Given passage →
___

How to diagnose transfer speed

Hello all,

I’ve recently acquired two Microserver G8 and upgraded them with Xeon 1265 and 16GB of RAM (the max they can have).

I’ve created a pretty large NAS - 4 x 14TB - which I appreciate is beyond the recommended RAM/Storage ratio. My Network is only 1Gbps and they are going to be used as basic, single-user storage NAS though so I am being optimistic.

After RSync’ing my old NAS to the new one, I’ve copied some content from an external SSD this morning and I see this little step in incoming speed.

It seems to be consistent, that is, it stays there and won’t go up anymore.

The CPU on the G8 is running at 10% on average. The files are coming from macOS. Files are mostly all video files so pretty large ones. I might have something else using the network but not 200Mbit/s. Also, it was able to saturate the bandwidth at the beginning of the transfer.

Drives don’t seem to show a change in their behaviour. The little drop at 9:52 was probably me using the network for something else for a few minutes.

Any pointers on how to troubleshoot this sudden drop in speed?

Thanks!

What do you mean by external SSD ? How was this SSD connected to Truenas ? Or was it connected to the Mac ?
Whats your Pool layout for the 4 drives ?

I would first use iperf3 to test the max possible networt speed. Iperf3 is available though the command line and there exists afaik also a macos version.

___

Task requirements →
• a. In the forum thread on diagnosing transfer speed, which tool does the reply suggest using first to test the maximum possible network speed?
• b. Continue the forum thread on diagnosing transfer speed from where it stops.

Supplied data →
___

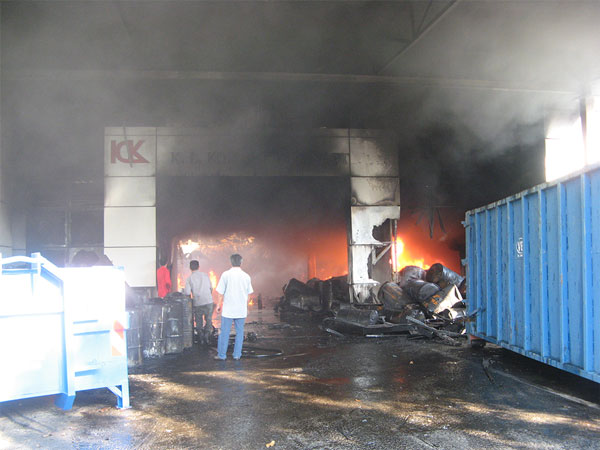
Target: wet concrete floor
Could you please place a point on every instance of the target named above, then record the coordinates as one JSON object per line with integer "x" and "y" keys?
{"x": 325, "y": 392}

___

Task results →
• a. iperf3

• b.
1 Like

Thank you for the pointer and sorry if I was not clear.

I was transferring from an external USB4 SSD connected to my Mac TO Truenas.

I ran iperf3 on the server - and another identical one (just empty) which is sitting on the same switch. They’re both on Raidz1

This is the server in question

This is the identical, empty server

The commands I ran were:

iperf3 -c 192.168.0.235

iperf3 -c 192.168.0.235 -P 4

Can you help me interpreting the results?

Thanks again for the help!

Seems to be at close to 900mbps, looking good from a purely networking perspective imo if you’re using 1gig.

I’m confused on what the issue is - interface is in Gigabits per second & it is reasonably close to 1. Then you have disk io for sda at ~100 Mebibytes/s, which is roughly ~800Mb/s. Which is reasonably close to a gig link.

Imo you’re getting expected speeds on your Gbps network when you factor in overhead. Are you worried that speeds dropped from >900mbps to apprx 800mbps after 9:55pm?

1 Like

I assume so… could have a bunch of reasons. Maybe at that time a lot of small files were transferred which increased the overhead.

1 Like

In each of the pictures, the top run shows speeds in the 200mbit/s range.

So there seems to be a network limitation for these kind of transfers.

Are you worried that speeds dropped from >900mbps to apprx 800mbps after 9:55pm?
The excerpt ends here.